>>>>>

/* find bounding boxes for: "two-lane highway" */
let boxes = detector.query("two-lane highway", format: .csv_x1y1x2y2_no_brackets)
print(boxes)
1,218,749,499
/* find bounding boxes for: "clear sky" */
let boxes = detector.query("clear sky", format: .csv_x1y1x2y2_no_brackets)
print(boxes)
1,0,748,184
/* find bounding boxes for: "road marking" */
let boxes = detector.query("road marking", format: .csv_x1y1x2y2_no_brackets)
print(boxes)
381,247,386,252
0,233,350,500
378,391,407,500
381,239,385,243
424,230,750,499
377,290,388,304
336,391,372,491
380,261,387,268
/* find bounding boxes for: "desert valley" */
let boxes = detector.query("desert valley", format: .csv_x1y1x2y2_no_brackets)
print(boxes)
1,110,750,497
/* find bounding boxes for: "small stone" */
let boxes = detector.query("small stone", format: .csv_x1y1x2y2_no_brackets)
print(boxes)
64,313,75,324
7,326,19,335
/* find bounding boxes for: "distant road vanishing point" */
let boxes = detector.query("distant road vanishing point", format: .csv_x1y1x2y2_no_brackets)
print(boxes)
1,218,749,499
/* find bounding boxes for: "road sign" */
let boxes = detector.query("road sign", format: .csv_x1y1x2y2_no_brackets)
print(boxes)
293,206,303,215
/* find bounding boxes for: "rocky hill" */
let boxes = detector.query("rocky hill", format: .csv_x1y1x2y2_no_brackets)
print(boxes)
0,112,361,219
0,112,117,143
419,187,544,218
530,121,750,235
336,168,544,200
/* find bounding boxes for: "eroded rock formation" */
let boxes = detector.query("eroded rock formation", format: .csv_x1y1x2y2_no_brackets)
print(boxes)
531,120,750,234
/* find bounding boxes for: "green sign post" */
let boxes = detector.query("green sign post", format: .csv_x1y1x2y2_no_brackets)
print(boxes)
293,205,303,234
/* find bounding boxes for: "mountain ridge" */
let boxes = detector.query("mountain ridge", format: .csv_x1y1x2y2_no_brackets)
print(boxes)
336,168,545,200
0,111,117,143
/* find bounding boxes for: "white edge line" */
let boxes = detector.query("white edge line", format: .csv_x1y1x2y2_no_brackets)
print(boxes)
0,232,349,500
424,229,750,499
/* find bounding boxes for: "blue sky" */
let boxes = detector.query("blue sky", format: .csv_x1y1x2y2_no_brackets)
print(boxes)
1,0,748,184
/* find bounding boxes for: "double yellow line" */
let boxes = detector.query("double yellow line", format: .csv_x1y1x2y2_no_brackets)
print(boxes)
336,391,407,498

<<<<<

## What you have to do
Within the listing above, copy each line that has the string "desert".

## Task response
/* find bounding boxes for: "desert valley" */
let boxes = detector.query("desert valley", format: .csv_x1y1x2y2_no_brackets)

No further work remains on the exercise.